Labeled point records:
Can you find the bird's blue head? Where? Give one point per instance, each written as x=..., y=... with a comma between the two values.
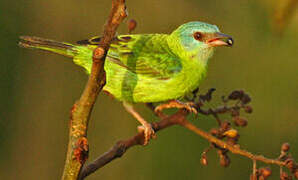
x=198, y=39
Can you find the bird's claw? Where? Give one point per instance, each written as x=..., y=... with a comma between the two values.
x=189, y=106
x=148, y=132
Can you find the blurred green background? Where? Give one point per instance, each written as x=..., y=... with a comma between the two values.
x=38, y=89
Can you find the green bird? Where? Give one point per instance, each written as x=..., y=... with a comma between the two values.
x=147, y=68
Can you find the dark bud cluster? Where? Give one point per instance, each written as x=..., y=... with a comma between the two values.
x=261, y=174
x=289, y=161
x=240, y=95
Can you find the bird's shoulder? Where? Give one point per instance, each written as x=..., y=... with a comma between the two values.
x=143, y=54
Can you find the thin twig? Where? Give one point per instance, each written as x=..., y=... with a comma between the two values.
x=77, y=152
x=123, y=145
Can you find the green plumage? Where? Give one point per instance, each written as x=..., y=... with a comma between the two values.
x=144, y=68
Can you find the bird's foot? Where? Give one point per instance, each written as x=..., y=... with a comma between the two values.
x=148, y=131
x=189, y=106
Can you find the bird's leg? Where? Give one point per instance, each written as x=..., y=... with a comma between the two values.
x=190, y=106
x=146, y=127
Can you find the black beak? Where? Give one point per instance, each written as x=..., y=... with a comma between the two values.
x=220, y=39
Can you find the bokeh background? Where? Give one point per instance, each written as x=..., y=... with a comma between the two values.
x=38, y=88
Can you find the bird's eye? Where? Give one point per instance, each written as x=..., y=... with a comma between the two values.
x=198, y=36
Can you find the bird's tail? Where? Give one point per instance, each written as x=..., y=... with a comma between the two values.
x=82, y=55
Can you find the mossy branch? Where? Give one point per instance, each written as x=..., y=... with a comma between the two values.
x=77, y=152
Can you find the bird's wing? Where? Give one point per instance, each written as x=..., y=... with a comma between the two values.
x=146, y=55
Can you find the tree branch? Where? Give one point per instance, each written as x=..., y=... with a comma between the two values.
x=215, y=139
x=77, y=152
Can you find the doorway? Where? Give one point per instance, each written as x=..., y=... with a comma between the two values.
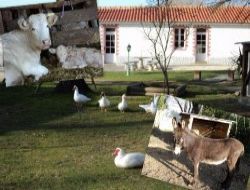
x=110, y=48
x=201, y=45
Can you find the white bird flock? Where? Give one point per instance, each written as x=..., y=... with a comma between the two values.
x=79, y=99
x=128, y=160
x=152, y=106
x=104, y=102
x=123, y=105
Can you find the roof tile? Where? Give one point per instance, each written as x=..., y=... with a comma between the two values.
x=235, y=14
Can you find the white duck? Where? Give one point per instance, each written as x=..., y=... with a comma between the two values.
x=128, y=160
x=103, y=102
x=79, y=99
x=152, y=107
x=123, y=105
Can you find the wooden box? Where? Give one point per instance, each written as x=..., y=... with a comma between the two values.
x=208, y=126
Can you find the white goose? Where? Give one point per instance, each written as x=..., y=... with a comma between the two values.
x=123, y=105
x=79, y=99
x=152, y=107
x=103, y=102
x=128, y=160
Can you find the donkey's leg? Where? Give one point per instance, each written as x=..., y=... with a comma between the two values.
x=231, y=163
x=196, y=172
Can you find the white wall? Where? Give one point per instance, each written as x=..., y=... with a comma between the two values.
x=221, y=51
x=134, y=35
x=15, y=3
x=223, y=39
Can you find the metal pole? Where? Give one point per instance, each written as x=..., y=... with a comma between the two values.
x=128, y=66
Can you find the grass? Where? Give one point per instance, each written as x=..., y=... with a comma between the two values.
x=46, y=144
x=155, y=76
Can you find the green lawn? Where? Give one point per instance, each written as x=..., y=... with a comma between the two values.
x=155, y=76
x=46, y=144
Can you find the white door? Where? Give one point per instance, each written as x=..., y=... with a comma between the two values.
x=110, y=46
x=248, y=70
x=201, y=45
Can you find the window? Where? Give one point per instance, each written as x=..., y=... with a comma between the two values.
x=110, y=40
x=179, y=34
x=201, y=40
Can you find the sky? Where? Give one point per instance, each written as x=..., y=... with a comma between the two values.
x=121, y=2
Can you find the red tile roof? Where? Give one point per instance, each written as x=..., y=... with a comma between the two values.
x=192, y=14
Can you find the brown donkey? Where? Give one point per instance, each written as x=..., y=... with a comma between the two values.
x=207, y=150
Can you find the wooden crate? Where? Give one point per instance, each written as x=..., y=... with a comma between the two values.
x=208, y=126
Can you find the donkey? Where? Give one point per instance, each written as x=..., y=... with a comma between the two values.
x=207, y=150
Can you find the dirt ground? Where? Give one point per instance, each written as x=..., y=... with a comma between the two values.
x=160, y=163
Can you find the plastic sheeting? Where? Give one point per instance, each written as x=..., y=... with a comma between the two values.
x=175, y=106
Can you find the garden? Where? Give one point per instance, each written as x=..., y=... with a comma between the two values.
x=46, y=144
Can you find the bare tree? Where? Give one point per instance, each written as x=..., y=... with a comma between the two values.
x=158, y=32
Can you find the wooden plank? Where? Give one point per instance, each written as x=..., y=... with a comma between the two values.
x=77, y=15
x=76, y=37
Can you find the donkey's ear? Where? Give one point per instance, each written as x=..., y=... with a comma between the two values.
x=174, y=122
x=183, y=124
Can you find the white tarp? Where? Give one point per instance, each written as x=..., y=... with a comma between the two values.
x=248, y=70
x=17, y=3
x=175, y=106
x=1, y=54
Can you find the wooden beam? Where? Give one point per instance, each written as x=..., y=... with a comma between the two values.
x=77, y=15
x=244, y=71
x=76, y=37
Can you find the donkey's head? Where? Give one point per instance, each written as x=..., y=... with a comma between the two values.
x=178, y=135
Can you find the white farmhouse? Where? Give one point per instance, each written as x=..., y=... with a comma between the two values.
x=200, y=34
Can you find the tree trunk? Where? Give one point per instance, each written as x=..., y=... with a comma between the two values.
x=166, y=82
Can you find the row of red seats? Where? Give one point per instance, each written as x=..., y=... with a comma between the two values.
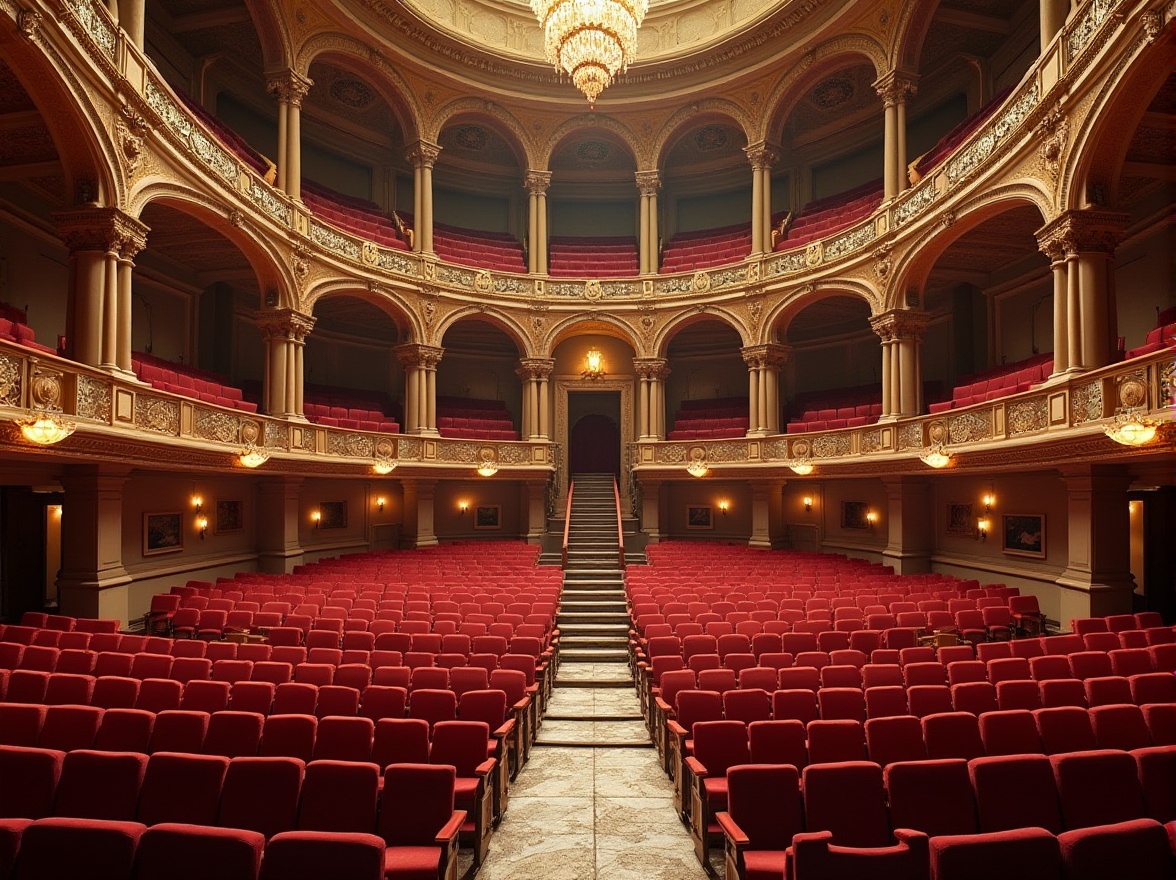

| Work instructions |
Print every line above verbatim, omitting the pictures.

| Worked answer |
Can you find the bird's blue head? Where? Give one point per instance, each written as x=..., y=... with a comma between the two values.
x=198, y=39
Can you find the bird's claw? Where? Give one point per instance, each written as x=..., y=... with a comma between the two values.
x=189, y=106
x=148, y=132
Can you find the blurred green background? Where? Give one point per instance, each written as x=..., y=... with a comma between the two values.
x=38, y=89
Can you find the green bird? Where? Give one point per instance, each written as x=..., y=... with a comma between the two values.
x=147, y=68
Can you find the dark bud cluster? Where? Give one point per instance, each written as x=..., y=... with a comma between the two values.
x=261, y=174
x=289, y=161
x=240, y=95
Can you find the bird's shoulder? Where? Give one point per instance, each written as x=..., y=... with a comma between the two values.
x=143, y=54
Can you find the thin twig? Where? Give one point per instance, each written as x=..., y=... with a comma between the two values.
x=77, y=152
x=123, y=145
Can you find the green plumage? Where? Give one point per instance, each written as x=..., y=... with a comma between the two values.
x=144, y=68
Can you find the bird's foot? Where? Give one point per instance, each written as x=..., y=... with a comma between the two values.
x=148, y=131
x=189, y=106
Can you find the bird's leg? Where? Give one point per instance, each written as x=..., y=... with a comma between the two values.
x=190, y=106
x=146, y=127
Can you find the black beak? Where? Give one point per instance, each written as x=..., y=... with a comma between the two values.
x=220, y=39
Can you find the bokeh background? Where? Give one point per instance, each written as x=..., y=... with a comma between the two values.
x=38, y=88
Can you find the bird's eye? Where? Give one point per instance, each written as x=..., y=... with a comma between the two values.
x=198, y=36
Can you find the bird's tail? Where? Give one point per instance, each written as x=..., y=... with a comma between the two values.
x=82, y=55
Can you find the mossy branch? Where? Give one point per instance, each written as x=..., y=... with a comma between the two values.
x=77, y=152
Can you find the bird's wing? Where? Give one point per instance, each written as x=..., y=... with a comma between the two values.
x=146, y=55
Can you find the tree branch? Where? Give one point per instance, each written as x=..., y=... with a comma between the two values.
x=215, y=139
x=77, y=152
Can you find the doorway? Where? Give one point per instance, each written as x=..., y=... with a comma between the two values.
x=110, y=48
x=201, y=45
Can you find the white bird flock? Where? Give one point per instance, each written as x=..., y=... with a comma between the two values.
x=79, y=99
x=128, y=160
x=152, y=106
x=104, y=102
x=123, y=105
Can you find the roof tile? Where? Give one point per instance, each written as x=..., y=... with a comma between the two values.
x=235, y=14
Can you find the white duck? Where? Give one point per instance, each written as x=..., y=... with a comma between the two values.
x=128, y=160
x=103, y=102
x=79, y=99
x=152, y=107
x=123, y=105
Can you find the wooden box? Where? Give one point per instance, each written as x=..., y=... with a comma between the two values.
x=208, y=126
Can you find the white goose? Where? Give one point per instance, each written as x=..., y=... with a comma between the two values.
x=123, y=105
x=79, y=99
x=152, y=107
x=103, y=102
x=128, y=160
Can you find the donkey's leg? Where? Give one point per instance, each written as x=..., y=... with a comma between the two values.
x=231, y=163
x=196, y=172
Can you find the white wall? Where? Give one point per instance, each written as x=..., y=... with a comma between the two values.
x=221, y=51
x=134, y=35
x=15, y=3
x=223, y=39
Can you find the metal pole? Where? Give one point per instance, each written as x=..., y=... with a comma between the two values.
x=128, y=66
Can you find the grass? Where? Give one point per instance, each written as x=..., y=... with a comma between the two values.
x=46, y=144
x=155, y=76
Can you find the green lawn? Where? Give one point per instance, each written as x=..., y=... with a comma between the two values.
x=155, y=76
x=46, y=144
Can you find the white door? Where? Give one point per instance, each written as x=..., y=... with a comma between the two values.
x=110, y=46
x=248, y=70
x=201, y=45
Can you find the window? Where? Give one point per instance, each written as x=..., y=... with a comma between the two values.
x=110, y=40
x=179, y=34
x=201, y=40
Can you find the sky? Where? Give one point per instance, each written as x=..., y=... with a comma between the two values.
x=121, y=2
Can you find the red tile roof? Where? Give one point per instance, each written as x=..., y=... with a comma between the two values.
x=192, y=14
Can you find the brown donkey? Where? Give one point per instance, each written as x=..., y=... with a comma between the two values.
x=207, y=150
Can you find the wooden crate? Where? Give one point per instance, each written as x=..., y=... with a comma between the two values.
x=208, y=126
Can you find the donkey? Where? Give one point per instance, each written as x=..., y=... with a comma between the two values.
x=207, y=150
Can you find the dirt ground? Where? Give one point per instance, each written as x=..., y=... with a comma between the two values.
x=160, y=163
Can you find the plastic sheeting? Where? Give one point per instance, each written as x=..., y=... with a comma between the two values.
x=175, y=106
Can you find the garden? Where? Give one point per instance, each written as x=..., y=... with a comma between the two values.
x=46, y=144
Can you find the bare tree? Where? Give one point per instance, each written as x=..., y=... with a comma between the two values.
x=158, y=32
Can you find the wooden plank? Where? Give one point per instance, each written as x=..., y=... with a comma between the two values.
x=77, y=15
x=76, y=37
Can you find the donkey's ear? Where? Give one point per instance, each written as x=..., y=... with a comma between the two values.
x=174, y=122
x=183, y=124
Can you find the white tarp? Where? Give one point per instance, each written as x=..., y=... with a comma between the two values.
x=248, y=70
x=17, y=3
x=175, y=106
x=1, y=54
Can you find the wooden beam? Where? Give one point per instance, each written as x=..., y=... with a comma between the two values.
x=77, y=15
x=244, y=71
x=76, y=37
Can you find the donkey's head? Where? Give one point per instance, each written as x=..., y=... with a comma between the two values.
x=178, y=135
Can you find the white farmhouse? Where? Give one point per instance, each written as x=..., y=... with a comma between the two values.
x=200, y=34
Can you find the tree trunk? Where? Give one point per instance, each written as x=..., y=... with a comma between the two values.
x=166, y=82
Can you find the row of red seats? Where? Give one point per instance, each written as x=..., y=... with a comma between the two values.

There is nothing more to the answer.